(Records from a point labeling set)

====

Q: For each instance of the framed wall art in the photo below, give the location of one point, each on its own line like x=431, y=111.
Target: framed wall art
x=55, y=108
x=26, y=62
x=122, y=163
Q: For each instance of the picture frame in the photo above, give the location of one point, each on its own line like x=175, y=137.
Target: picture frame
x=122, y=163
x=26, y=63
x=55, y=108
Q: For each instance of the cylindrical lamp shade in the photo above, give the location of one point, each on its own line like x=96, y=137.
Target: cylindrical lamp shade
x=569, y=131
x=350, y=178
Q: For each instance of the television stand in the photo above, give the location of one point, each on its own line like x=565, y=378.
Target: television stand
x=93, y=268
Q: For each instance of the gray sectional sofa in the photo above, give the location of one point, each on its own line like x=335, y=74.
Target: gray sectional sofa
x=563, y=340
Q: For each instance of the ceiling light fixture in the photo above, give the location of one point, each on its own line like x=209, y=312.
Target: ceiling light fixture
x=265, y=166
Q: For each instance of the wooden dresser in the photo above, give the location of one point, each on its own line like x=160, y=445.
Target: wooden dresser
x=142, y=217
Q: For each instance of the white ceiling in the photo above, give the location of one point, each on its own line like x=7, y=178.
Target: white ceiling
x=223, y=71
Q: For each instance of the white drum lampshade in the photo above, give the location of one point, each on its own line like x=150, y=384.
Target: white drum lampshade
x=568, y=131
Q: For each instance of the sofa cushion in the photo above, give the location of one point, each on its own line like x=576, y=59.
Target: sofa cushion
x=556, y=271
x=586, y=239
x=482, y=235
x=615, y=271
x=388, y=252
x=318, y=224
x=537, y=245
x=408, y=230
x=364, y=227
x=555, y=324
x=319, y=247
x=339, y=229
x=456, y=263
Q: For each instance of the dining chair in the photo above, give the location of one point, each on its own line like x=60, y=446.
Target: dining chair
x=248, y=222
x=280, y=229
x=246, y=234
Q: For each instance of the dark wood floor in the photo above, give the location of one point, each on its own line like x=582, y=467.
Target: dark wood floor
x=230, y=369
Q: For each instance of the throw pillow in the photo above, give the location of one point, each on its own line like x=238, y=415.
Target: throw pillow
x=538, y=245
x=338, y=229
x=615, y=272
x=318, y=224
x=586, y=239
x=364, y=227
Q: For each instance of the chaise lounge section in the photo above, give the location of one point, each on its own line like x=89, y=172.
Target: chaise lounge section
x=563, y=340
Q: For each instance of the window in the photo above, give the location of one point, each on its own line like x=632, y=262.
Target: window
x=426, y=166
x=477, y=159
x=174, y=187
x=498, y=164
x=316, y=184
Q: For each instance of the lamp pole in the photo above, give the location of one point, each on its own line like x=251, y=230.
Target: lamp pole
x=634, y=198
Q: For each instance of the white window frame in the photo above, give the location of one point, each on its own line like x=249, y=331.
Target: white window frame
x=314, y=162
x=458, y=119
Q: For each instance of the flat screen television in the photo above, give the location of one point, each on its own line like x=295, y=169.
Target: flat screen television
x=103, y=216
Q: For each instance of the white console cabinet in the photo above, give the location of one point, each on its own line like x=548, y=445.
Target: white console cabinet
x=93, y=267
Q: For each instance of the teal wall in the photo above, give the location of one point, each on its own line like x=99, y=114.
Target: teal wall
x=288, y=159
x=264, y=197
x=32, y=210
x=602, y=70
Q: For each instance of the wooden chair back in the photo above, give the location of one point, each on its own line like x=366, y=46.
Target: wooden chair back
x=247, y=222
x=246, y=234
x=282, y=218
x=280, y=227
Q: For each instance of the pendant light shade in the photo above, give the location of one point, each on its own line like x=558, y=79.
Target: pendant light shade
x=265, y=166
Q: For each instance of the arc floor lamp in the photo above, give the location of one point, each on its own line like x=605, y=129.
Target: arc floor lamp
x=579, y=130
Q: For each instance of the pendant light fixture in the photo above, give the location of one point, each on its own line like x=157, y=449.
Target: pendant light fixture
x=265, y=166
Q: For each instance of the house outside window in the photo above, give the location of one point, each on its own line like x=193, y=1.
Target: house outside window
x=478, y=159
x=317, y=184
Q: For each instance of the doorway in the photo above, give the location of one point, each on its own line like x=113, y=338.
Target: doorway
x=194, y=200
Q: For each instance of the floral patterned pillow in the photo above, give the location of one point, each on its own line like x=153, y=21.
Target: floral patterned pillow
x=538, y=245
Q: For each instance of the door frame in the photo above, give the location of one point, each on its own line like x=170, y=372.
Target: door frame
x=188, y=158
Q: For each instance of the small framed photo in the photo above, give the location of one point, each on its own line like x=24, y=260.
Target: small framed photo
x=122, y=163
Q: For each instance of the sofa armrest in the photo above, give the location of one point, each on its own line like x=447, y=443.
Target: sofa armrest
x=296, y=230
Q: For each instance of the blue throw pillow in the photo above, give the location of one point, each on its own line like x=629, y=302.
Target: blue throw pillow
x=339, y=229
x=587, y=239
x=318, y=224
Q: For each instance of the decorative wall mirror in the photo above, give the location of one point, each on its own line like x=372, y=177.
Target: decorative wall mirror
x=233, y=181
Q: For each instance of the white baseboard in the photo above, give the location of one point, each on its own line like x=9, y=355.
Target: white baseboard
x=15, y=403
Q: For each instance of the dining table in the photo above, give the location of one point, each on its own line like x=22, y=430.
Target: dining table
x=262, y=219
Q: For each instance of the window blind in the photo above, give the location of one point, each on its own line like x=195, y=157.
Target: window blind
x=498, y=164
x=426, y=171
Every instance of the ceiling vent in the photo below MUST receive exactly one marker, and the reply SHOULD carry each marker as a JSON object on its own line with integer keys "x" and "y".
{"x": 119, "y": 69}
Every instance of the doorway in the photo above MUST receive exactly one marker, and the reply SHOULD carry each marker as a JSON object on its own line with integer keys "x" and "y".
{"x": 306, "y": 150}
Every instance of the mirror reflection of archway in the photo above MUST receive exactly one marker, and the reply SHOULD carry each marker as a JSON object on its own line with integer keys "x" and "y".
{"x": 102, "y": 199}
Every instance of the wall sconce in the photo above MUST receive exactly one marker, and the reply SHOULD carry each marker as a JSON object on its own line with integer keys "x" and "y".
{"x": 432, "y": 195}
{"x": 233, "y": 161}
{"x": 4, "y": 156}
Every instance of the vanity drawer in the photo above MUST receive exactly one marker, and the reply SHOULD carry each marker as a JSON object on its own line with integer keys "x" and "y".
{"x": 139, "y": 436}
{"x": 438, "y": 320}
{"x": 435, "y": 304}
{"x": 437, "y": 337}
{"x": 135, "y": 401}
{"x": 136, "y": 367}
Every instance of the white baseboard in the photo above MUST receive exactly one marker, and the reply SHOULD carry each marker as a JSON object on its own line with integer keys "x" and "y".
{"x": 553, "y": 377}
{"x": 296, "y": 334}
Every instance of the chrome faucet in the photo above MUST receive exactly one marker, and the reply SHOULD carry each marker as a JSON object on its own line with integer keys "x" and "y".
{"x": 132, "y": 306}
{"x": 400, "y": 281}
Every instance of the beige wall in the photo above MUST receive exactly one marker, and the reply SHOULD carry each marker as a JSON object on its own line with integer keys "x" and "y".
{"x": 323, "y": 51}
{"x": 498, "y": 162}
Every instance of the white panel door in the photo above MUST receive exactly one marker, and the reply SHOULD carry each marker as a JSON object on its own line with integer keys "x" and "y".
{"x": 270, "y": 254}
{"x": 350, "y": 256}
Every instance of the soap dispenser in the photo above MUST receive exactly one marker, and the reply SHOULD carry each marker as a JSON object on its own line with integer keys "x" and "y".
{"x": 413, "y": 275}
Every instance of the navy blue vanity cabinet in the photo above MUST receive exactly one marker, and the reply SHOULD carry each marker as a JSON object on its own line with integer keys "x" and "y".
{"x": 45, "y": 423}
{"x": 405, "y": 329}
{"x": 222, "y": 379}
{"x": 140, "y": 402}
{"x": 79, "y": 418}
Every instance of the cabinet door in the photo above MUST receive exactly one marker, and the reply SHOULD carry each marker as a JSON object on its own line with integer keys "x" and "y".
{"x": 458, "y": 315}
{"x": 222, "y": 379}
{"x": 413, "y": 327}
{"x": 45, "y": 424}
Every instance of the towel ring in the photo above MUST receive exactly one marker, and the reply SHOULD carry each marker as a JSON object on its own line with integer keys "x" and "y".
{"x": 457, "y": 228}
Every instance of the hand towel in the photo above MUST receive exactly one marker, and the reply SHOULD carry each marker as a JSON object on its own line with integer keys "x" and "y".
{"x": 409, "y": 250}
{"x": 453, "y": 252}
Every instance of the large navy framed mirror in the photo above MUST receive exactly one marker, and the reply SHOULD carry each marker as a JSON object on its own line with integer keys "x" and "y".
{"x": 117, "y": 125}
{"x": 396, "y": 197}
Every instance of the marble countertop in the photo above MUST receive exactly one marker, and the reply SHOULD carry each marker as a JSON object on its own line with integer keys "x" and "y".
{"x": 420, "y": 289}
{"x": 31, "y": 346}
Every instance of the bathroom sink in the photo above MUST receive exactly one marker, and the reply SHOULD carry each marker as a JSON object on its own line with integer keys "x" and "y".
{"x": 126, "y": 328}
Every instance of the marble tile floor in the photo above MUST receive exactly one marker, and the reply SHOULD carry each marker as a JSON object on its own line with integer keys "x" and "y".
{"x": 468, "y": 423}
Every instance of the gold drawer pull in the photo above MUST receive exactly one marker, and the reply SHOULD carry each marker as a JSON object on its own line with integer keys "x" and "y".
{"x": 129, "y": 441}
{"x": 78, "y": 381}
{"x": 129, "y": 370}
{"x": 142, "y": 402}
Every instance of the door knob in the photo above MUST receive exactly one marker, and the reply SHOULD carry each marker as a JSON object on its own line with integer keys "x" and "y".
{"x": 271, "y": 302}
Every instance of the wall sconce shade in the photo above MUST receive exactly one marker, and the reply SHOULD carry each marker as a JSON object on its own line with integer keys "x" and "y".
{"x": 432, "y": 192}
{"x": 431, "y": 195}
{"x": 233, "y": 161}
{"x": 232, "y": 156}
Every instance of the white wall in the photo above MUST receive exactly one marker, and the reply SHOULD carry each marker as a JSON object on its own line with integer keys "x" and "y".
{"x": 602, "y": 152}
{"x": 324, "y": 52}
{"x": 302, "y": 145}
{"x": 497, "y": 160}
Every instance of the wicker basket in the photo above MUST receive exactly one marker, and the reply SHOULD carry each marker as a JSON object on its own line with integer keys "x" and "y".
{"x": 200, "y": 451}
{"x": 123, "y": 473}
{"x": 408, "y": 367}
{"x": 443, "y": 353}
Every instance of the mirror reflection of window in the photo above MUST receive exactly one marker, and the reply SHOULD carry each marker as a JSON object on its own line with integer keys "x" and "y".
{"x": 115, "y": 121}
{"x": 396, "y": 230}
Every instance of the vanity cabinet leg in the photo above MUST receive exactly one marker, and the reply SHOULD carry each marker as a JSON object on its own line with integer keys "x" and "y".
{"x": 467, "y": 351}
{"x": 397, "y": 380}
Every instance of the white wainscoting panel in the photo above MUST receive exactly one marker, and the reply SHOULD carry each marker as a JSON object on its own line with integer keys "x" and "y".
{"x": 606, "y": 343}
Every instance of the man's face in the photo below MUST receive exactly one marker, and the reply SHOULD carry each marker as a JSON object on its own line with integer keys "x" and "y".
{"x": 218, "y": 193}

====

→ **WORK INSTRUCTIONS**: Everything from the line containing "Every instance of the wall sconce shade" through the final line of the listing, inclusive, must be reproduced exactly; leave out the rest.

→ **THE RESPONSE**:
Every instance of the wall sconce shade in the photo above MUST receive exactly one marker, and the reply SHOULD carry each marker as a JSON object on its own line with integer keys "x" and "y".
{"x": 432, "y": 192}
{"x": 431, "y": 195}
{"x": 233, "y": 161}
{"x": 232, "y": 156}
Every instance of the white wall in the photo above MUST receive exactly one marker, and the reply SHOULD carry each marker as a JSON object on its own line with integer keys "x" and "y".
{"x": 602, "y": 152}
{"x": 324, "y": 52}
{"x": 302, "y": 145}
{"x": 497, "y": 160}
Every instance of the wicker basket in the photo above MUST receive exactly one marker, and the reply SHOULD carry each marker as a JSON object on its own line with integer keys "x" and "y".
{"x": 200, "y": 451}
{"x": 123, "y": 473}
{"x": 408, "y": 367}
{"x": 443, "y": 353}
Every instance of the mirror reflection of window in the photo above MUST receive exactly one marker, and the reply SHOULD carry each marker as a JSON object on its own line with integer keys "x" and "y".
{"x": 115, "y": 121}
{"x": 396, "y": 230}
Every instance of the vanity cabinet leg in the photo above MUST receive exactly one marker, and the reply SHOULD carry each marker as a JSON object on its own line with integer keys "x" and "y".
{"x": 467, "y": 351}
{"x": 397, "y": 380}
Every instance of the white wainscoting panel in the photo above MUST receive exactly one marker, and the reply SHOULD carry each marker as a JSON object on its own line with integer keys "x" and "y".
{"x": 606, "y": 343}
Every instance of the man's face in the photo below MUST receive exactly one marker, and the reply SHOULD carry each marker as a JSON object on its own line with integer keys "x" and "y".
{"x": 218, "y": 193}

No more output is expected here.